§ Objective: Every line below should be copied exactly; drop the pictures.

'''

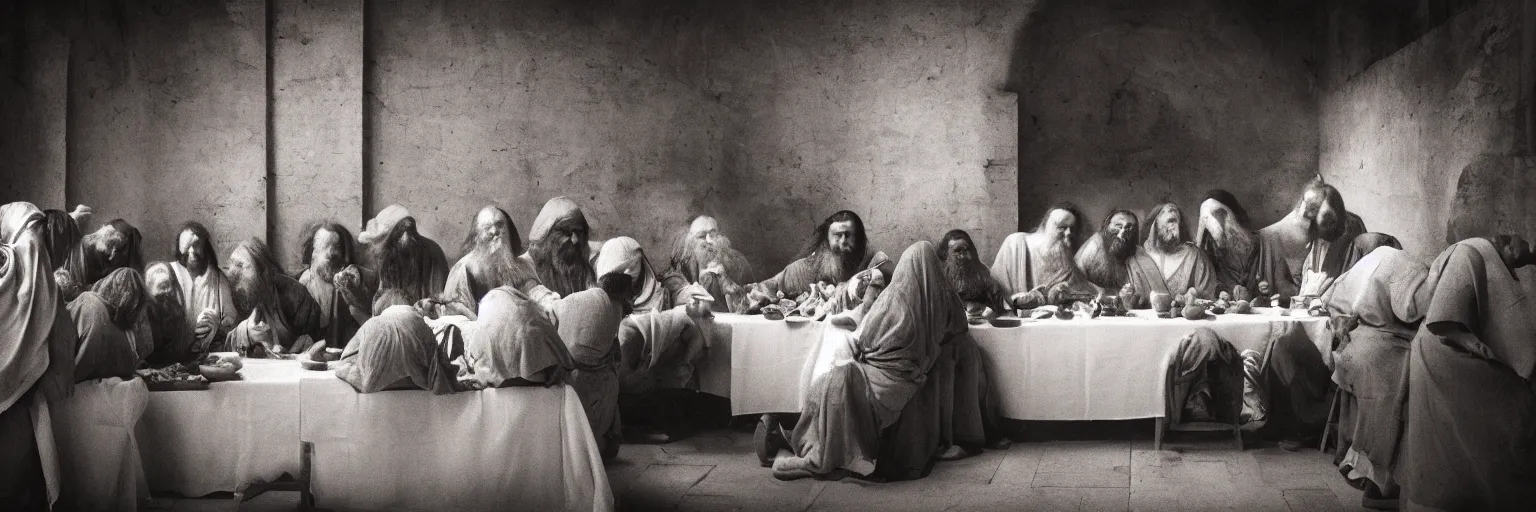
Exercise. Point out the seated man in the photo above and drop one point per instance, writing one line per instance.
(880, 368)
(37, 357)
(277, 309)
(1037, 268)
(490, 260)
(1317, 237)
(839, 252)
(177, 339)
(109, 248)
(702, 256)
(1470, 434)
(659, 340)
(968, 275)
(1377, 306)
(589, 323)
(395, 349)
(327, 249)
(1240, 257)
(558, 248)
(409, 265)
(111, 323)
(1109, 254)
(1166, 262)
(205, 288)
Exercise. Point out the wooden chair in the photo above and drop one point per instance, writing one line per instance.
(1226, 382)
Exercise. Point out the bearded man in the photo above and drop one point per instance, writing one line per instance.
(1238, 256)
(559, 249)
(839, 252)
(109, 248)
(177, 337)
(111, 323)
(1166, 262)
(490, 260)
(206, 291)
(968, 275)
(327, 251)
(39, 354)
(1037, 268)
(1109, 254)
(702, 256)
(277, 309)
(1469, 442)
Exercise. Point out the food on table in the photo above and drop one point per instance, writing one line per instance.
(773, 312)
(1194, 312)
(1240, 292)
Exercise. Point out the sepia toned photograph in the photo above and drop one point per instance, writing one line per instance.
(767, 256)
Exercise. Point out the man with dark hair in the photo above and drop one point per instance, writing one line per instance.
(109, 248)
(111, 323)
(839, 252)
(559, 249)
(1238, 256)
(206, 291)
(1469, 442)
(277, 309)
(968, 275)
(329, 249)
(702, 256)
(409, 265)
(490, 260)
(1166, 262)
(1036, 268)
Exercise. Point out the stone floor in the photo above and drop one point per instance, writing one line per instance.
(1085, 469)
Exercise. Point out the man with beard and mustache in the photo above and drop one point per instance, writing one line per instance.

'''

§ The output:
Exercise. Point out the seated man in the photo above and drop one point per instance, writing one line per instance.
(880, 368)
(37, 357)
(277, 309)
(1037, 268)
(490, 260)
(1317, 237)
(839, 252)
(177, 339)
(109, 248)
(702, 256)
(1470, 434)
(659, 340)
(968, 275)
(1377, 306)
(589, 323)
(395, 349)
(327, 249)
(1240, 257)
(558, 248)
(409, 265)
(111, 323)
(1109, 254)
(1166, 262)
(205, 288)
Exercise. Point out the wooden chair in the photo above and drop one point per instance, writing one line per instance.
(1226, 382)
Exercise. Point out the bearded man in the photo above and drop one point per instance, writing one line per instance.
(1238, 256)
(559, 249)
(839, 252)
(109, 248)
(177, 337)
(111, 323)
(1166, 262)
(490, 260)
(206, 291)
(968, 275)
(327, 251)
(39, 354)
(1037, 268)
(1109, 254)
(702, 256)
(277, 309)
(1469, 442)
Exercise. Point out the food on table in the photo above and drop one point per instance, writing one line per instance.
(773, 312)
(1194, 312)
(1240, 292)
Exercise. Point out the sepia toned photograph in the photo above and drop one point per instance, writing one line per instance.
(767, 256)
Exercise. Point out the man with dark hair in the photo above and drop one point per instance, writing one line per instance.
(109, 248)
(111, 323)
(839, 252)
(559, 249)
(1238, 256)
(206, 291)
(1469, 442)
(277, 309)
(968, 275)
(329, 249)
(702, 256)
(409, 265)
(490, 260)
(1166, 262)
(1036, 268)
Exercise. Point out the stone floor in the photo above and drop one point per instance, writing one line per instance.
(1085, 469)
Exercise. Point out the man with beard and mustache in the photo above and drop one point per instance, writing one line per instance.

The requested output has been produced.